# TO BE DONE
Rewrite every line of the listing from its start through the line containing "point(356, 381)", and shift each point coordinate up by 90 while leaving all other wording unchanged. Leave the pictures out.

# DATASET RECORDS
※
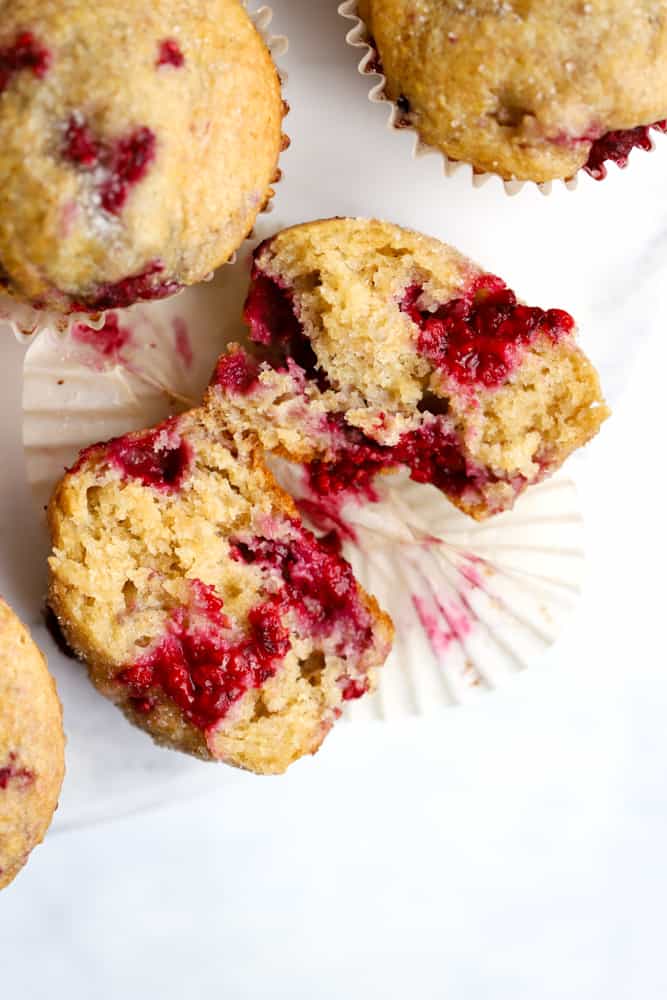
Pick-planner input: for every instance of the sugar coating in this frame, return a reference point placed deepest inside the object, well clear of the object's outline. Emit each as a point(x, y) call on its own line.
point(522, 88)
point(182, 576)
point(32, 746)
point(148, 136)
point(356, 381)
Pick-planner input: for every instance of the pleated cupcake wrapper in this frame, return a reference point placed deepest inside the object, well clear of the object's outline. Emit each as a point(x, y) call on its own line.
point(26, 321)
point(369, 66)
point(473, 604)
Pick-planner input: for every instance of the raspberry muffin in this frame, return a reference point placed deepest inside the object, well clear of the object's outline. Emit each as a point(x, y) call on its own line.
point(531, 91)
point(138, 143)
point(379, 347)
point(183, 577)
point(32, 746)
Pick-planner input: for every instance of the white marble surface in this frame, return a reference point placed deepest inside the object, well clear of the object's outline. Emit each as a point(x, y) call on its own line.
point(511, 849)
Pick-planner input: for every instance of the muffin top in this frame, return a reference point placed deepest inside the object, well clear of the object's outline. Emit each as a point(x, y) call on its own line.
point(138, 143)
point(31, 745)
point(528, 89)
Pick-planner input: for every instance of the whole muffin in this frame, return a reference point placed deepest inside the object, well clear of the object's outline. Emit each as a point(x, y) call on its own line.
point(528, 89)
point(183, 577)
point(32, 746)
point(380, 348)
point(138, 143)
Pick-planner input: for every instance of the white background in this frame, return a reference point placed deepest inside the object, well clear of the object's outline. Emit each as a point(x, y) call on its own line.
※
# COMPLETE RESPONSE
Pick-planner input: for every instance of the sugar coating in this frame, return a reference point placed deepest inside the object, well clear of the object's outline. Emit each as a point(x, y) call on its own line.
point(612, 178)
point(272, 666)
point(122, 836)
point(238, 226)
point(446, 471)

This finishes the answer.